◆ Excerpted data:

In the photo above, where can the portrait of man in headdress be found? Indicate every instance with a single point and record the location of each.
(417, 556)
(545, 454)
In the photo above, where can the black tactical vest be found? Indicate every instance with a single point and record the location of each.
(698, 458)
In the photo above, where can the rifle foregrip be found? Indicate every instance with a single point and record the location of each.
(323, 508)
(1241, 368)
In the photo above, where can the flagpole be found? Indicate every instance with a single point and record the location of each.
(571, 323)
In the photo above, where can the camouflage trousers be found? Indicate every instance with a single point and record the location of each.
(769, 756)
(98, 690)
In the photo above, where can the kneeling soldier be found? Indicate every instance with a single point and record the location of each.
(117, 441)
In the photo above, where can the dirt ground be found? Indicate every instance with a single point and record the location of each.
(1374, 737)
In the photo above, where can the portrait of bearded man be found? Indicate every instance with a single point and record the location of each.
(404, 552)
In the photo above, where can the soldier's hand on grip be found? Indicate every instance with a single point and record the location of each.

◆ Work instructions: Copy out every one of the entries above word for word, keeping their order.

◆ Finished exercise:
In the photo above, where can the portrait of man in headdress be found? Indicate every instance with a single point and record the location of each.
(417, 556)
(545, 454)
In the photo above, where can the black tactical vest be found? Indicate every instance with a single point and record the location of each.
(698, 458)
In the photo above, where can the rifle foregrip be found? Indicate every instance with a single point and record the location of each.
(323, 508)
(1241, 368)
In the photo above, where can the flagpole be found? Indicate every instance with a single point and record the location of each.
(571, 323)
In the photo above, where can the camouflage trousers be found? Indicate every instance with a single point and record the location of each.
(769, 756)
(98, 690)
In the photo above, where can the kneeling soldier be found? Indicate every instance with a single point and record the location of each.
(117, 441)
In the photo above, where can the dirt ground be found? Indicate every instance with a single point and record the location of each.
(1374, 737)
In the photo above, where can the portrait of bearded man be found? Indicate every instance with a single point and record the location of each.
(404, 552)
In the photo above, where can the soldier's hand on grip be found? Indicate every instance with a single point and record the location of each.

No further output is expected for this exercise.